**WRITTEN TASKS**
A – In the sermon on humility, where was Jesus invited for a meal in Luke's story?
B – Reproduce the sermon on humility from "In Luke’s story, Jesus" to "a biased process.".
C – Decide whether each statement agrees with the sermon on humility: (i) At meals like the one in Luke's story, guests chose their own seats freely. (ii) In the luncheon example, the hosts are the members of the Congregational Development Committee. (iii) A person can be humble alone. Answer yes or no for each, quoting the words of the sermon that decide it.

**EXCERPT**

# # #

Jesus came to invite people into the Kingdom of God, which is a mutual way of living. In God’s community we do not compare ourselves to others, but rather consider who we are in relationship to Jesus. If we do that, we quickly become aware of how Jesus’ perfection – his compassion, his love, his inclusive spirit – puts us all in the shadows, wishing we could chase away the dark. In all honesty, we all have many traits and do many things that do not measure up to who Jesus is or how Jesus behaved as a human.

 

In Luke’s story, Jesus was invited to the home of a leader of the Pharisees for a meal. While there, he observed people jockeying for position as they seated themselves. Their purpose in being there seemed more self-seeking than about enjoying one another’s company. In today’s lingo, we might call it a power lunch. Some of the lust for power stemmed from the customs of the day. Jesus lived in a hierarchical world where status and wealth determined a person’s social standing. At meals such as the one in today’s story, guests were assigned seats that indicated their place in society, as well as their relationship to the host. The host determined who was important enough to sit near him, and then each one after that sat according to how they measured up. Obviously, assigning positions at the table was a biased process.

 

For example, what if those at our lunch following worship today received numbers? To fit the custom of Jesus’ day, the hosts of the luncheon, the members of the Congregational Development Committee, would rank everyone attending according to how important the hosts think they are. Each one would get a number and be asked to find the place card on the table that matches that number. That person would sit in the best seat, which is closest to the hall door with first access to the mission fair displays, and he or she would get to eat first. Can you imagine how people might try to ingratiate themselves to the committee members?

 

Jesus said, “All who humble themselves will be exalted.” These are words from someone who practiced what he preached. Jesus came down to earth and experienced the life of a mere human in order that we might know and be in relationship with God. He came down to earth to lift up the lowly and to put the high and mighty in their place. Indeed, the best way up is down.

 

To humble ourselves is not a private matter. We cannot be humble alone. Humility happens in relationship. To stand alone keeps us on a surface level of life where we never get involved in the deep-tissue conversations that bring rich and varied meaning to life. To get to know others better is to learn more about God’s world, and to experience the joy of sharing the meaning of life with others. God has put us here to minister to others, and to let others minister to us. Bernard of Clairvaux, a ninth-century monk who wrote about the practice of humility, described what he called the ladder of humility. We remain on that ladder all during our lives, trying to balance our sense of our own worth against our recognition of the value of others in the world. Humility is a life-long enterprise because it is quite easy to fall off the ladder and land in a pool of pride. Benjamin Franklin noted this struggle saying, “If I ever achieved humility, no doubt I would become proud of it.” If he is right, then the truly humble folks are those who do not know it. Once they recognize their humility, pride rushes in.

# # #

**Excerpts from a detection dataset**

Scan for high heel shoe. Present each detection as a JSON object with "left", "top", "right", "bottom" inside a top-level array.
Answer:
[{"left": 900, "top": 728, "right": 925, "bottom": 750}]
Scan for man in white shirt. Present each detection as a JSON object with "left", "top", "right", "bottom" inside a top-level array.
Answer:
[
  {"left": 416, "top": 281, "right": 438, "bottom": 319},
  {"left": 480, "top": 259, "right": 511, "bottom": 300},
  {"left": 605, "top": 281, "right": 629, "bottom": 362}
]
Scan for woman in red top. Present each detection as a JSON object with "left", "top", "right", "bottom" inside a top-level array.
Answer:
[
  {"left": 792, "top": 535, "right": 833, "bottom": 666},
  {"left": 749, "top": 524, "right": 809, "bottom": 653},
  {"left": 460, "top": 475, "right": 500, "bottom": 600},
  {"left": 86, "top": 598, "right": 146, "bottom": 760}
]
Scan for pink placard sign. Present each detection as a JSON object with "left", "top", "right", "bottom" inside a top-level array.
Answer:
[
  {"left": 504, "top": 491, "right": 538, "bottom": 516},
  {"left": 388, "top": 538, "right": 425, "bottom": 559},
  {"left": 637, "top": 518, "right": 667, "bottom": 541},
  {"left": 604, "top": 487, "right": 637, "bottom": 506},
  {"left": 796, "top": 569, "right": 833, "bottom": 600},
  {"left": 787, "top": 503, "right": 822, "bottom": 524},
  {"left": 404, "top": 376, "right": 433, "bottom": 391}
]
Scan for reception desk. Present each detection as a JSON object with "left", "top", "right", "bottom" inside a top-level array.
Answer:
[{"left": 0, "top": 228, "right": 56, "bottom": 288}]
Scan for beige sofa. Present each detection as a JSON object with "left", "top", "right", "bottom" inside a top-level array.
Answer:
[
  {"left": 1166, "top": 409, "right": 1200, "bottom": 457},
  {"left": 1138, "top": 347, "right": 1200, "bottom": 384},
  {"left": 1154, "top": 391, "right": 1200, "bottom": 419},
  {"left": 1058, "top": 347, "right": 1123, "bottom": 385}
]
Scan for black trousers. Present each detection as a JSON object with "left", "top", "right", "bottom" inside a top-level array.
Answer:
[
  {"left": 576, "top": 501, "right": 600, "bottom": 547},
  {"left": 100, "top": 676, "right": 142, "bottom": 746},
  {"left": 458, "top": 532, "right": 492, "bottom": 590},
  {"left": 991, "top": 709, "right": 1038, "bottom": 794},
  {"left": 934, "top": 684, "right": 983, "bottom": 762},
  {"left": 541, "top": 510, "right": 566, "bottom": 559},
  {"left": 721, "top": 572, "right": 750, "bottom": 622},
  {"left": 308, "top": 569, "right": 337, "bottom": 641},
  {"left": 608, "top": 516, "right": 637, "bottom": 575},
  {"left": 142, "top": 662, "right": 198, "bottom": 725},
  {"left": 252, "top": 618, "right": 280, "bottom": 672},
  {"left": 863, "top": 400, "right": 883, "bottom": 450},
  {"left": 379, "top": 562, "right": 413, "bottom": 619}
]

# # #

**ANSWERS FOR THE TASKS**
A – He was invited to the home of a leader of the Pharisees.

B –
In Luke’s story, Jesus was invited to the home of a leader of the Pharisees for a meal. While there, he observed people jockeying for position as they seated themselves. Their purpose in being there seemed more self-seeking than about enjoying one another’s company. In today’s lingo, we might call it a power lunch. Some of the lust for power stemmed from the customs of the day. Jesus lived in a hierarchical world where status and wealth determined a person’s social standing. At meals such as the one in today’s story, guests were assigned seats that indicated their place in society, as well as their relationship to the host. The host determined who was important enough to sit near him, and then each one after that sat according to how they measured up. Obviously, assigning positions at the table was a biased process.

C –
(i) No: "guests were assigned seats that indicated their place in society, as well as their relationship to the host."
(ii) Yes: "the hosts of the luncheon, the members of the Congregational Development Committee"
(iii) No: "We cannot be humble alone."